Performing a post mortem examination
Looking carefully at the body and insides of a chicken that has
died of unknown reasons may help discover those reasons. Very sick birds, with
no hope of recovery, should be killed, using locally approved methods, or by
dislocating their necks.
It will be helpful to examine the insides and outsides of as
many healthy chickens as you can when they are slaughtered. Note the position,
size, color and texture of all internal organs. Then, when you work on a sick
bird, you will be better prepared to spot abnormalities.
This manual will not attempt to give instructions on how to
diagnose most diseases - that is best done by special publications with color
illustrations - but there are some signs you should look for.
Killing a Chicken. Stretch neck and
bend back around thumb.
Examine a bird as soon after death as possible, before body
conditions have changed. As you work, take good notes. They will help
veterinarians or lab technicians, if they are available, to identify the
problem. Ideally, you would take or send a few sick but still living chickens to
the vet or lab for diagnosis, but this often is impractical.
In a post mortem, first examine the outside of the bird. Look
for lice or mites, particularly around the vent, that may have contributed to
the death. Discolored head parts, such as the comb and wattles, are indications
of a number of diseases. Straighten the neck, pull the tongue and examine the
throat and windpipe for cheesy nodules (lumps), signs of pox. Check the nostrils
for a putrid smell. If the legs are rough, scaly and swollen, it may indicate
mites. Look for swollen leg and wing joints and excessive abdominal fat. Also
look for blackened spots which can be caused by scorpion stings.
Open the bird carefully. With a knife or shears, cut through the
side of the mouth and esophagus. Look for the lesions (injured areas) of pox,
fungus, excess blood or mucus, and other abnormalities and foreign matter and
nodules. Slit the larynx and trachea, looking for excess mucus, inflammation,
blood and cheesy matter.
To look inside the bird, first slit the skin over the hip joints
and dislocate them so that the body lies flat. Puncture and cut the skin from
just below the point of the breastbone to the head. Pull the skin flaps aside to
bare the breast. With heavy shears, cut through the heavy bones and ribs on both
sides of the keel (center ridge of breastbone), and remove the keel and breast
muscle. Do this with care or you will damage the internal organs. Check for
fluid in body cavity. In females check body cavity for broken egg yolks (a black
fluid if broken yolk has been in body cavity for a while).

### What to do:
a – Do these statements agree with the text on post mortem examination of chickens? Answer yes or no for each and quote the words that decide it. (i) Blackened spots on a dead bird can come from scorpion stings. (ii) The manual gives instructions for diagnosing most diseases. (iii) A bird should be examined before its body conditions have changed.
b – Proceed with the text on post mortem examination of chickens, picking up right after its final sentence.

### Extracted material:
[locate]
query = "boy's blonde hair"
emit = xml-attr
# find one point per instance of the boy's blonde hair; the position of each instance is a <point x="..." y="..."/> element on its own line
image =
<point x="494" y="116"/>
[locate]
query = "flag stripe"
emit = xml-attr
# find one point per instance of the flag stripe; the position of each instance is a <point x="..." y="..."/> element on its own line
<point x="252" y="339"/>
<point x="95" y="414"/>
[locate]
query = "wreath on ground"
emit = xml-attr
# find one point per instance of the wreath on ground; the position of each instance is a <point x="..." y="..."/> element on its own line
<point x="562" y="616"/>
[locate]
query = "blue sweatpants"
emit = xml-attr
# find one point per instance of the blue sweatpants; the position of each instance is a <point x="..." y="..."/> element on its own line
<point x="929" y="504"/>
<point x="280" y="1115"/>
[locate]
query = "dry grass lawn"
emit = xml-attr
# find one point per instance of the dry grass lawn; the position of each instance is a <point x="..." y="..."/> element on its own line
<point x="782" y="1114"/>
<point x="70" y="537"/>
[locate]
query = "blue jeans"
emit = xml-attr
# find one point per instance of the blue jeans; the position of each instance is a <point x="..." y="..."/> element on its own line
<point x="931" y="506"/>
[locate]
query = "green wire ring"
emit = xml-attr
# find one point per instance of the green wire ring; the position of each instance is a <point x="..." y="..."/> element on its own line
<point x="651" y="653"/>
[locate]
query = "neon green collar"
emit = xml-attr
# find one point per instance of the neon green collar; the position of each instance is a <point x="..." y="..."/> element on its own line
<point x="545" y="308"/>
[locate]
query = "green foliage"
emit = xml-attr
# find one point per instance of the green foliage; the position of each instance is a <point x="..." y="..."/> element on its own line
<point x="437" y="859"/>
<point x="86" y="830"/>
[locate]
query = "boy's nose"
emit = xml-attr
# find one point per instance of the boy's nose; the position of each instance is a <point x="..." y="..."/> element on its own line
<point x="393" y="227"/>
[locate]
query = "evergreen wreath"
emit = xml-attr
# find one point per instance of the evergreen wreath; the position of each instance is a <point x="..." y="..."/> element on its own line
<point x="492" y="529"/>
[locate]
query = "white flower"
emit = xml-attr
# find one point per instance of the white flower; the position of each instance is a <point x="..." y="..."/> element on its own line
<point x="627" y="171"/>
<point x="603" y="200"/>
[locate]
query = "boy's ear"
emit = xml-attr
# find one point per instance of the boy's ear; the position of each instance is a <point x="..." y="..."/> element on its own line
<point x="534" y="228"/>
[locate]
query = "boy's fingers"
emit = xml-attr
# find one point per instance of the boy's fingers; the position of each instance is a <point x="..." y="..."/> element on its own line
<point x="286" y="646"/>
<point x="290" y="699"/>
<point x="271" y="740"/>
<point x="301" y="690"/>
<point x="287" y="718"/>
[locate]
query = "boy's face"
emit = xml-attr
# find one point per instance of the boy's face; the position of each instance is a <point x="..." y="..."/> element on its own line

### Outputs in order:
a –
(i) Yes: "look for blackened spots which can be caused by scorpion stings"
(ii) No: "This manual will not attempt to give instructions on how to diagnose most diseases"
(iii) Yes: "Examine a bird as soon after death as possible, before body conditions have changed"

b –
Slit the crop, remove food (noting if it smells sour), and
examine lining for worms, fungus and other problems. Examine the liver, noting
its color (normal is dark brown), and looking for lesions or nodules (soft ones
may indicate leukosis). Check the heart for lesions, hemorrhages on the fat, and
cheesy matter or fluid inside. Examine the spleen and bronchial tubes for
lesions and nodules. Note the color and texture of the lungs (normal, bright red
and spongy, will float in water). Look for fluid (pneumonia), tumors, nodules,
and congestion (dark red, will sink in water).
Remove the intestines and look for tumors, nodules or
hemorrhages. Slit the intestines to check for worms and other problems.
Thickened intestinal walls may indicate microscopic worms or coccidiosis. Also
look for blood, inflammation and excess mucus. If you find blood in the ceca,
look for cheesy matter, scarred lining and cecal worms.
Open the proventriculus (true stomach, located at the joining of
the esophagus and gizzard), checking for hemorrhages, worms, or inflammation.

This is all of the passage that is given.